DATA TO USE
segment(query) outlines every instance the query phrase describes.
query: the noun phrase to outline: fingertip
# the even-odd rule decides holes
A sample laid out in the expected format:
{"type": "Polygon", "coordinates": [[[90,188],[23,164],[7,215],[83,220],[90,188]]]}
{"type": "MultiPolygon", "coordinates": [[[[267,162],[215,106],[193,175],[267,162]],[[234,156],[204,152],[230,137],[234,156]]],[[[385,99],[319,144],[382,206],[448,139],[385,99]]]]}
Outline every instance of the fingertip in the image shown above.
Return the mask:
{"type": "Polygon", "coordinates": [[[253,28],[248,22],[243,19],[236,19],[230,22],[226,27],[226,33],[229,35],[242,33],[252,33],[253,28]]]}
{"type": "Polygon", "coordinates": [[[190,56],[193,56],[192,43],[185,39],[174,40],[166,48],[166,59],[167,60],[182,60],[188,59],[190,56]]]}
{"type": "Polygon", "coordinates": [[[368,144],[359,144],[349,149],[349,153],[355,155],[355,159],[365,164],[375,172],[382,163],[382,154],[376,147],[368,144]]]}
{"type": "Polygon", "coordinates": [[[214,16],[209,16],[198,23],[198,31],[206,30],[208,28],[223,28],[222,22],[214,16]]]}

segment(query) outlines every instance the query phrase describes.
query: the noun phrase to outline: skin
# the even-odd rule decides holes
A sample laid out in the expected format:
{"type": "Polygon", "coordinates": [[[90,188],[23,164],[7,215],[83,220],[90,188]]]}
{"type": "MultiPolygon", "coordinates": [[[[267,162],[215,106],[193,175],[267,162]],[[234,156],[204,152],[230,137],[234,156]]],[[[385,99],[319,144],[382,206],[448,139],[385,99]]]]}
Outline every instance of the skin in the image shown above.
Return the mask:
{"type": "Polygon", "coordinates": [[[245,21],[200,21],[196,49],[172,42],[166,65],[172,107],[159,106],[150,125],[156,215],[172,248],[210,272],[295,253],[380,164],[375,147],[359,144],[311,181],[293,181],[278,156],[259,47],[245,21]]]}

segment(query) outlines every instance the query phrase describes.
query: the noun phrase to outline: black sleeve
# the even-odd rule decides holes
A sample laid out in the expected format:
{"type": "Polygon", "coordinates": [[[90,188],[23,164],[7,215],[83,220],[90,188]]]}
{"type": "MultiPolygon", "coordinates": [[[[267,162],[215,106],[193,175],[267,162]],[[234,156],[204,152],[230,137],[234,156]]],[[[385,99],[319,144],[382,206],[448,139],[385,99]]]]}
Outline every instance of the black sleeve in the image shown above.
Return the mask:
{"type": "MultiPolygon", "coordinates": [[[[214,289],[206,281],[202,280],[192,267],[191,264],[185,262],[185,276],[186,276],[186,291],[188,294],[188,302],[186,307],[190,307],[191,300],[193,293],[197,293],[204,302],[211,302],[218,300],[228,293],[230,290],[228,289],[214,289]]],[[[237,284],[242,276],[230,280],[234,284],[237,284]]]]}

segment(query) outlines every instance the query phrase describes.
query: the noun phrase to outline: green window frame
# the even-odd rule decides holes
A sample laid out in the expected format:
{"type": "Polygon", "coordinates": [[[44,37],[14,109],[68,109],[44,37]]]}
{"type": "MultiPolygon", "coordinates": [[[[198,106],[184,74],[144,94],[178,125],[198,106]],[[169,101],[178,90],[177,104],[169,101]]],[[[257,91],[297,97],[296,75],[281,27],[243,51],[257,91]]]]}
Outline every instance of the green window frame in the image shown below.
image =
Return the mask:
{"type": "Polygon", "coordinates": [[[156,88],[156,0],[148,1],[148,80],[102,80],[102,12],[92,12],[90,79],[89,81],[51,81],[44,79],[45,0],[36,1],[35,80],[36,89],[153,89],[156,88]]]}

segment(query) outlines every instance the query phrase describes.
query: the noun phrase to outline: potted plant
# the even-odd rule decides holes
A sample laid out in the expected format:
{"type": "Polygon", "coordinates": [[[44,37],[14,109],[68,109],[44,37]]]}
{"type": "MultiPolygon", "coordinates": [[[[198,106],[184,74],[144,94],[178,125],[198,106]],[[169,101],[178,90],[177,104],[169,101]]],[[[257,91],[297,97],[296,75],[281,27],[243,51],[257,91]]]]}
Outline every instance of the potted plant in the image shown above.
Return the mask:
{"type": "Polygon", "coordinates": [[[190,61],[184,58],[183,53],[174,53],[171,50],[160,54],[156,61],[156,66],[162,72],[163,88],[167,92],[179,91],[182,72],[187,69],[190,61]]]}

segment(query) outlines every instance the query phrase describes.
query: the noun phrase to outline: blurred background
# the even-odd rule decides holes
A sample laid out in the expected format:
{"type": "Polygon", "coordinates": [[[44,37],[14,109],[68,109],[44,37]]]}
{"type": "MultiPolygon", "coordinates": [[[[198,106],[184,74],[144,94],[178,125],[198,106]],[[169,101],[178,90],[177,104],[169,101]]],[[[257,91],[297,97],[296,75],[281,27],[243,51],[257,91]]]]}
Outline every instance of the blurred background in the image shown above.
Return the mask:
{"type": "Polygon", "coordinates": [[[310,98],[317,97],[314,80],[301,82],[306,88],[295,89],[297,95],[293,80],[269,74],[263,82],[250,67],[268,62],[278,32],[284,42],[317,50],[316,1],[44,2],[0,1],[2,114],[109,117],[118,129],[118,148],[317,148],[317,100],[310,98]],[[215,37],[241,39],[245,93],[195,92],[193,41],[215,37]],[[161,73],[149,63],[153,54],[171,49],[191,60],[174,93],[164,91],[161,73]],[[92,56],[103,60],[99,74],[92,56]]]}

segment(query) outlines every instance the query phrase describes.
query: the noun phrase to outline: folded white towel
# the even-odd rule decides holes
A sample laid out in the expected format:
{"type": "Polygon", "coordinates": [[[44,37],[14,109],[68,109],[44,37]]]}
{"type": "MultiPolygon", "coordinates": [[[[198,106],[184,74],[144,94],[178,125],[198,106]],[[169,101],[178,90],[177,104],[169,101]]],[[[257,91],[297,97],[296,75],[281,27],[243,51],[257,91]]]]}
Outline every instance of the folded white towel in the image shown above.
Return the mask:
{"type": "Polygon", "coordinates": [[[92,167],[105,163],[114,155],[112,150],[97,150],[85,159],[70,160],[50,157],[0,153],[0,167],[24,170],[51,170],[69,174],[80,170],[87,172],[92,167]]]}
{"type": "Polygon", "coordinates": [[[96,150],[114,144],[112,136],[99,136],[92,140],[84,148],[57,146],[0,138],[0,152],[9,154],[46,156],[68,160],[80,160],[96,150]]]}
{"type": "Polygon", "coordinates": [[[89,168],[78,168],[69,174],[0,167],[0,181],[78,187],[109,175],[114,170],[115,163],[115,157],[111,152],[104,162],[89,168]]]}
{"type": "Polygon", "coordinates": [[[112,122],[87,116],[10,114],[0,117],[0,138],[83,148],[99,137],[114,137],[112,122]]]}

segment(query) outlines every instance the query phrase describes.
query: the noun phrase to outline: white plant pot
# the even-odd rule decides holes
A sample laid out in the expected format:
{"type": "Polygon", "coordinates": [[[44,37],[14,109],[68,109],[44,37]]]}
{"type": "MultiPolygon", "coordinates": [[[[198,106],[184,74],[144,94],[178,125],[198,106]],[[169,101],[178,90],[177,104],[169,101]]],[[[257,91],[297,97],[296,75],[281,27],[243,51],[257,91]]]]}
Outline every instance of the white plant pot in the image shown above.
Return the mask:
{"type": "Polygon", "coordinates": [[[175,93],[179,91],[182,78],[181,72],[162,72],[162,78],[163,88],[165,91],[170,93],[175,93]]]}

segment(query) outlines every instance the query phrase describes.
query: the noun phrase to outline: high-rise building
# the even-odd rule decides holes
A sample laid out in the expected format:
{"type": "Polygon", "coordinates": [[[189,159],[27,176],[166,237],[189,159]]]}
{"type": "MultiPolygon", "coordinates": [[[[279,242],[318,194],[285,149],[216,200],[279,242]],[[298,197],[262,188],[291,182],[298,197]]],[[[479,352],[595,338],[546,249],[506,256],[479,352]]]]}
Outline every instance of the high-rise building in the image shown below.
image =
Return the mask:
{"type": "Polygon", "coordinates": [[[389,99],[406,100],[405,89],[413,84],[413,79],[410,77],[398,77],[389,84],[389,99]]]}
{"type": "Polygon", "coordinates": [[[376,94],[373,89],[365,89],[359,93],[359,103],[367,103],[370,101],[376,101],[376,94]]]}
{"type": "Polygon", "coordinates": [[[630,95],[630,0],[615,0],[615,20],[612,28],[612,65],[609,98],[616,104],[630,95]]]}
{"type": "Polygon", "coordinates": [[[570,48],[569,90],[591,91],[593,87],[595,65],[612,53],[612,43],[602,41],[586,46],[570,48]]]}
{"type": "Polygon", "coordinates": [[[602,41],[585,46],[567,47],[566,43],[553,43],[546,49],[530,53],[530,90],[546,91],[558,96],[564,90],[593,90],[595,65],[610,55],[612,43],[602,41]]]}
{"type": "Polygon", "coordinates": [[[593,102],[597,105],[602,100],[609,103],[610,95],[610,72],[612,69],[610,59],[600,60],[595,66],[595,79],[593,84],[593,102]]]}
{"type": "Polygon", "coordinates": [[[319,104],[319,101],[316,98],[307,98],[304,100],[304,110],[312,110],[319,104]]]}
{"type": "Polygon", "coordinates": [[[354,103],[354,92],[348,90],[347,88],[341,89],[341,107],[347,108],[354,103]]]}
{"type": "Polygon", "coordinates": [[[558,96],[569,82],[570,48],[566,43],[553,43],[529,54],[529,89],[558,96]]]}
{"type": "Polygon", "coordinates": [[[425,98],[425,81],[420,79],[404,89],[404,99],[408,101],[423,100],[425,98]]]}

==

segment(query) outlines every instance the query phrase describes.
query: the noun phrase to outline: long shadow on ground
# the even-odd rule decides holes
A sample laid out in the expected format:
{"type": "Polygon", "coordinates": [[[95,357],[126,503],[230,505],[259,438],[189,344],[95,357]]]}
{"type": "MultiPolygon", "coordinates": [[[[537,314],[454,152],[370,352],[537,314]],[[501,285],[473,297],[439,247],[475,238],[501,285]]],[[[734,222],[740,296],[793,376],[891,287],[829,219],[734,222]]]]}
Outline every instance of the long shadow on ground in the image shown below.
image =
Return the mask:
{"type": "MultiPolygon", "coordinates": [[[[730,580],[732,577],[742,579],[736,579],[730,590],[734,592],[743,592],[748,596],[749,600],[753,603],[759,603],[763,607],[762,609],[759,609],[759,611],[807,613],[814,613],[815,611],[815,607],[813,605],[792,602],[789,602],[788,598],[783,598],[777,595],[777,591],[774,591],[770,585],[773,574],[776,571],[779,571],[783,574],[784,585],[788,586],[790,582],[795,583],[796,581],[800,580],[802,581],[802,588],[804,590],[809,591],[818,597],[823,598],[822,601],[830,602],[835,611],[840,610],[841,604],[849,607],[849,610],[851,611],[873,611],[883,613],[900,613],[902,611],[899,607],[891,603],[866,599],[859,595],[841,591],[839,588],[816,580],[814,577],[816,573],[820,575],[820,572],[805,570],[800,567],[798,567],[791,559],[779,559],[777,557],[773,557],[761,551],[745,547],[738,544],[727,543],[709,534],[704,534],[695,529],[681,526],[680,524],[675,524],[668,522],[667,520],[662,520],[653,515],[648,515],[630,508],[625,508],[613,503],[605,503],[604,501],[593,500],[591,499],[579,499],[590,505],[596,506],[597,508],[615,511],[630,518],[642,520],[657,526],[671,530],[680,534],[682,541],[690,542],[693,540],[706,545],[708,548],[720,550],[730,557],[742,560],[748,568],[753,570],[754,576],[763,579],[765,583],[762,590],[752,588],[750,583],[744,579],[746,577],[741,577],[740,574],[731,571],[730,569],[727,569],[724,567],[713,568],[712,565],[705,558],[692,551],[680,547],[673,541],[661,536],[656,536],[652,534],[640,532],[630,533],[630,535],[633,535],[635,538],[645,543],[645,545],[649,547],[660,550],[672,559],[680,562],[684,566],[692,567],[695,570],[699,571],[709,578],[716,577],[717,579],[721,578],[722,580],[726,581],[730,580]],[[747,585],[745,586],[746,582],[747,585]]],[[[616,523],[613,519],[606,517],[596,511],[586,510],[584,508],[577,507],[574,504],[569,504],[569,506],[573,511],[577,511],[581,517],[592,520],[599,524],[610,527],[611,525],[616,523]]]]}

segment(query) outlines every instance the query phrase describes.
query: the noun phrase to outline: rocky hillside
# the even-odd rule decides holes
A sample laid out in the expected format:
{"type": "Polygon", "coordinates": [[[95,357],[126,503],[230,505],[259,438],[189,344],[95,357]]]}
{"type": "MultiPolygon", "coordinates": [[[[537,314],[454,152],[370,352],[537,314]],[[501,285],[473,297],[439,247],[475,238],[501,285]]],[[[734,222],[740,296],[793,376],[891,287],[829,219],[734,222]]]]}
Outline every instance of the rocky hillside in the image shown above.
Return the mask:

==

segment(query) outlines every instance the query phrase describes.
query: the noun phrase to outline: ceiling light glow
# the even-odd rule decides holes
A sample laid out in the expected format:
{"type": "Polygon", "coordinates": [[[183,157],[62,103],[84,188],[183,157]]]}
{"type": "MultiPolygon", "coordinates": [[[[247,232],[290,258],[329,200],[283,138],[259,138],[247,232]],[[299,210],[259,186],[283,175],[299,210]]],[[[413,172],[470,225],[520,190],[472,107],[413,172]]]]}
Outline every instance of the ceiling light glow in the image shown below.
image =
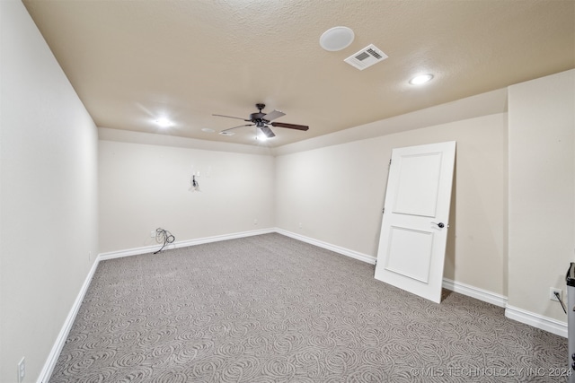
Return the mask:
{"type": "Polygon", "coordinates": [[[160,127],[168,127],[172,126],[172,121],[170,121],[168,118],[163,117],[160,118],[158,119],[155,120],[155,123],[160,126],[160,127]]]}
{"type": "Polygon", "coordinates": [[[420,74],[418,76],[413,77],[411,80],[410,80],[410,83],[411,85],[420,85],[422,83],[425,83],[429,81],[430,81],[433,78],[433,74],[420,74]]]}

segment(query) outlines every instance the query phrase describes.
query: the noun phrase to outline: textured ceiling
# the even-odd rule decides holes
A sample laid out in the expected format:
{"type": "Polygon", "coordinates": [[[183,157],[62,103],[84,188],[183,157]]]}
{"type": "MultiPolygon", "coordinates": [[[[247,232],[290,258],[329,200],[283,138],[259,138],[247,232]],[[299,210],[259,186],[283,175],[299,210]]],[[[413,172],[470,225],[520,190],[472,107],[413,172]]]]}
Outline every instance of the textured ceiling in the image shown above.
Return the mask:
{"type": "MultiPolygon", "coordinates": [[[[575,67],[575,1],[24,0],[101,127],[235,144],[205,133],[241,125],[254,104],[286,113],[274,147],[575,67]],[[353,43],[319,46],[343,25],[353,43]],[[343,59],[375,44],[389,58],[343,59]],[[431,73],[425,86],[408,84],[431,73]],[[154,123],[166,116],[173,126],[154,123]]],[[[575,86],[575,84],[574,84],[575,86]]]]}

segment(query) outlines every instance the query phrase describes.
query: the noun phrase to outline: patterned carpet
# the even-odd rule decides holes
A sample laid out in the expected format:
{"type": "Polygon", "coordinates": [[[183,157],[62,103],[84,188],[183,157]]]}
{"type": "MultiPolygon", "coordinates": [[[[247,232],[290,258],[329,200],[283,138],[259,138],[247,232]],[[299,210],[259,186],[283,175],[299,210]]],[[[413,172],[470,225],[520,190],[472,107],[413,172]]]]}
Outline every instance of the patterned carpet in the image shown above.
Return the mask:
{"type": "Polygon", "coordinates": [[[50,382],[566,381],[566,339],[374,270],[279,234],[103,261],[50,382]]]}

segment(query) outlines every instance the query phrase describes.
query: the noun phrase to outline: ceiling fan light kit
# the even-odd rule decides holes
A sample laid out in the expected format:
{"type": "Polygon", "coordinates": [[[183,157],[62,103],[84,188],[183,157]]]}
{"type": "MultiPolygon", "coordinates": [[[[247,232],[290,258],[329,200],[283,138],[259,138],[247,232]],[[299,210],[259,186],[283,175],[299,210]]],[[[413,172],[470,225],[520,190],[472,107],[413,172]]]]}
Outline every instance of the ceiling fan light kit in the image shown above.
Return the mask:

PROBLEM DESCRIPTION
Pick out every line in the records above that contains the string "green", matching case exactly, and copy each one.

RESPONSE BELOW
query: the noun phrase to outline: green window frame
Outline every instance of the green window frame in the image shown below.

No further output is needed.